**DIRECTIONS**
Write out every entry, unchanged. Skip any picture.
- - -
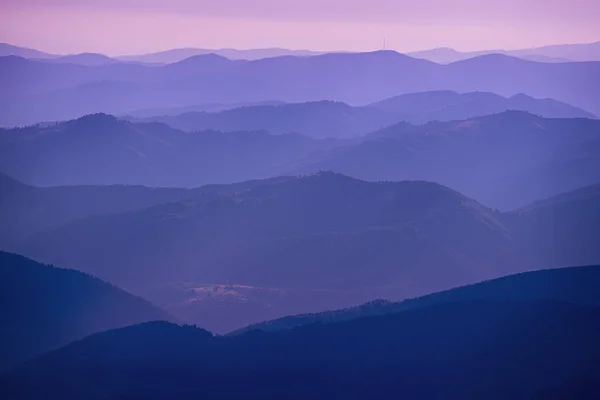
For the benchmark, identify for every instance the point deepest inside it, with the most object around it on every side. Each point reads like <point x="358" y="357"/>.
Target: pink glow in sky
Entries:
<point x="117" y="27"/>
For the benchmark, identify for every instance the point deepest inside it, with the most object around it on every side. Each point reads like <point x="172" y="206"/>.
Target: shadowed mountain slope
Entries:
<point x="457" y="350"/>
<point x="44" y="308"/>
<point x="575" y="285"/>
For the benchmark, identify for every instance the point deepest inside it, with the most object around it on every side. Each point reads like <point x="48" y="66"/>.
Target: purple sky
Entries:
<point x="117" y="27"/>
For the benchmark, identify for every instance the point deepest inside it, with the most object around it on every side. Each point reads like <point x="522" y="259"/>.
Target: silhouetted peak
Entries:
<point x="98" y="118"/>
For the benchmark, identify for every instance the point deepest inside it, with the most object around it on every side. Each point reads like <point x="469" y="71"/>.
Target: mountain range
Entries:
<point x="554" y="53"/>
<point x="540" y="339"/>
<point x="227" y="258"/>
<point x="547" y="156"/>
<point x="44" y="308"/>
<point x="575" y="285"/>
<point x="335" y="119"/>
<point x="37" y="91"/>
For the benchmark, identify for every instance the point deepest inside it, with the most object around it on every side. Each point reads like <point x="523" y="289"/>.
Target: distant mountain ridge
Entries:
<point x="342" y="242"/>
<point x="554" y="53"/>
<point x="42" y="91"/>
<point x="335" y="119"/>
<point x="547" y="156"/>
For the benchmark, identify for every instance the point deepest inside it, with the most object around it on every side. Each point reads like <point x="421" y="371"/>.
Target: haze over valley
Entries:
<point x="317" y="200"/>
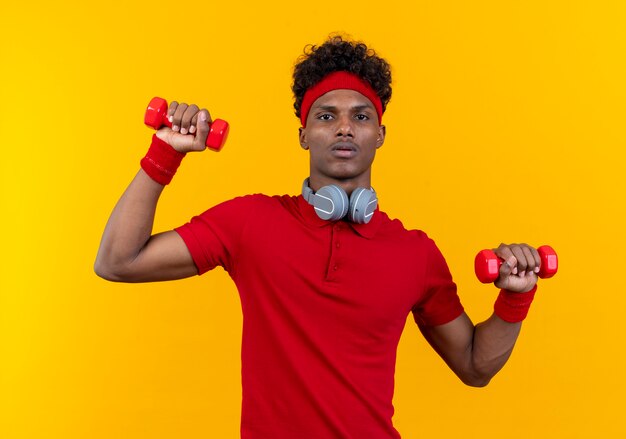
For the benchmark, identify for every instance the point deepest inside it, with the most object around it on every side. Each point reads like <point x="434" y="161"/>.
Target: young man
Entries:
<point x="326" y="279"/>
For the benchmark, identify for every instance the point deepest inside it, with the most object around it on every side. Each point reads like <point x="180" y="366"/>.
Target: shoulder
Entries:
<point x="395" y="228"/>
<point x="258" y="204"/>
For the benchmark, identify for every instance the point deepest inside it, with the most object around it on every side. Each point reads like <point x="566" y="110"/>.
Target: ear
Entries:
<point x="382" y="132"/>
<point x="302" y="136"/>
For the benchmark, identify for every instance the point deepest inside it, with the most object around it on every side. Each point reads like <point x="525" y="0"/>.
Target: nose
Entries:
<point x="344" y="127"/>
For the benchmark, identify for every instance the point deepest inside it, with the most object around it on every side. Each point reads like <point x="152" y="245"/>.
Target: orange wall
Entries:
<point x="506" y="124"/>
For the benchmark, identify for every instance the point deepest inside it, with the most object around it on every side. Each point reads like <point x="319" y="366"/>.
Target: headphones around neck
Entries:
<point x="331" y="203"/>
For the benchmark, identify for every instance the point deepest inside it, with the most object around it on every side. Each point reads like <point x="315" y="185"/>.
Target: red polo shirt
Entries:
<point x="324" y="304"/>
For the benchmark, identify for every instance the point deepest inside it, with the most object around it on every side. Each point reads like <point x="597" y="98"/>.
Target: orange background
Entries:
<point x="506" y="124"/>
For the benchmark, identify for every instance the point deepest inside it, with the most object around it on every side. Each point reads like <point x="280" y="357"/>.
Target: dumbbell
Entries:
<point x="156" y="117"/>
<point x="487" y="264"/>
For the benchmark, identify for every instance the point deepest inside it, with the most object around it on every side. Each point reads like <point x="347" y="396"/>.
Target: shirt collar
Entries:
<point x="365" y="230"/>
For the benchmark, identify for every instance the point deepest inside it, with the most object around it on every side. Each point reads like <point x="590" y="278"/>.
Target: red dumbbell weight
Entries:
<point x="156" y="117"/>
<point x="487" y="264"/>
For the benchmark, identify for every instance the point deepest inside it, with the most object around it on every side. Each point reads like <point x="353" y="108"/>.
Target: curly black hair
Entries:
<point x="338" y="54"/>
- - -
**FINISHED EXERCISE**
For the benchmark, identify for every instance the point deepest inside it, with the most object around it on every side. Each point reads like <point x="358" y="357"/>.
Target: pink glow in sky
Entries:
<point x="117" y="27"/>
For the benchmark, identify for every instance the point deepest inside it, with the most object around it on every side. Each point reads like <point x="172" y="206"/>.
Target: shadowed mountain slope
Entries:
<point x="457" y="350"/>
<point x="44" y="308"/>
<point x="575" y="285"/>
For the benchmark, identify for every instance the point deepest inside it, with the most object around it on every side. Each point reads like <point x="48" y="66"/>.
Target: purple sky
Entries:
<point x="117" y="27"/>
For the benchmark, identify for every instance the point deepest inside it, with the most object around it on every side. Each point reads like <point x="522" y="259"/>.
Target: silhouetted peak
Entries:
<point x="98" y="118"/>
For the benchmark, identify for every instance the point deepest inside it, with the most object around it on every side. Each point reads like <point x="469" y="71"/>.
Target: mountain range
Entries:
<point x="554" y="53"/>
<point x="540" y="339"/>
<point x="227" y="258"/>
<point x="547" y="156"/>
<point x="44" y="308"/>
<point x="575" y="285"/>
<point x="335" y="119"/>
<point x="37" y="91"/>
For the benchmark, identify for every instance the point deepest inside it, with the most object around it on every side. Each point reads like <point x="523" y="289"/>.
Target: distant mountain ridge
Entries:
<point x="342" y="242"/>
<point x="554" y="53"/>
<point x="42" y="91"/>
<point x="335" y="119"/>
<point x="547" y="156"/>
For the benchmark, identify for every instance the point deepest inside it, with the most object around it on every side. Each point reads like <point x="421" y="371"/>.
Target: haze over valley
Entries:
<point x="317" y="200"/>
For the benchmark, identify for every instance the point deepest inside it, with the most object around it on every side. Each point reads like <point x="434" y="161"/>.
Target: young man
Entries:
<point x="326" y="279"/>
For the benchmark, identify for every instance the point deepest inside it, with the most object around it on every side. Each point reads like <point x="180" y="366"/>.
Target: shoulder
Entries:
<point x="395" y="228"/>
<point x="258" y="204"/>
For the benchmark, identify for every instance the point deepest inside it, with the most object around it on every side. Each point reads like <point x="566" y="110"/>.
Target: ear
Entries:
<point x="382" y="132"/>
<point x="302" y="136"/>
For the benchmark, identify for every instance the point deepest inside it, with the most object around it on every side. Each point reads like <point x="525" y="0"/>.
Target: nose
Entries:
<point x="344" y="127"/>
For the benchmark, identify for every instance the point deepest inside it, with the most object around it on every side. Each point reads like <point x="152" y="245"/>.
Target: orange wall
Entries:
<point x="506" y="124"/>
For the benchmark, identify for every instance the point deepest inside it, with the most object around it on every side. Each point reads like <point x="319" y="366"/>.
Target: headphones around neck
Entries:
<point x="331" y="203"/>
For the benchmark, identify for every instance the point deepest inside it, with the most object around it on every side. Each point reads like <point x="315" y="185"/>.
Target: red polo shirt
Entries:
<point x="324" y="304"/>
For the benchmark, identify for every instance the point deepest inside it, with the most object around it on every side. Each point reads like <point x="597" y="98"/>.
Target: orange background
Entries:
<point x="506" y="124"/>
For the benchmark, identify for every instance the point deepest inside it, with the most object around it on every side. Each point reads like <point x="280" y="357"/>.
Target: dumbbell
Entries:
<point x="156" y="117"/>
<point x="487" y="264"/>
For the benchmark, identify for every instance the point deepest inside it, with the most object around it on every side. Each point reads like <point x="347" y="396"/>.
Target: shirt collar
Entries:
<point x="365" y="230"/>
For the benchmark, identify for every instance the point deepest inside it, with the most object around it on every side. Each point reads like <point x="590" y="278"/>.
Target: red dumbbell weight
Entries:
<point x="156" y="117"/>
<point x="487" y="264"/>
For the benchmark, identify for every instance the point deepest inside it, with the most object around it on every side. Each point reads like <point x="353" y="108"/>.
Target: curly black hair
Entries:
<point x="338" y="54"/>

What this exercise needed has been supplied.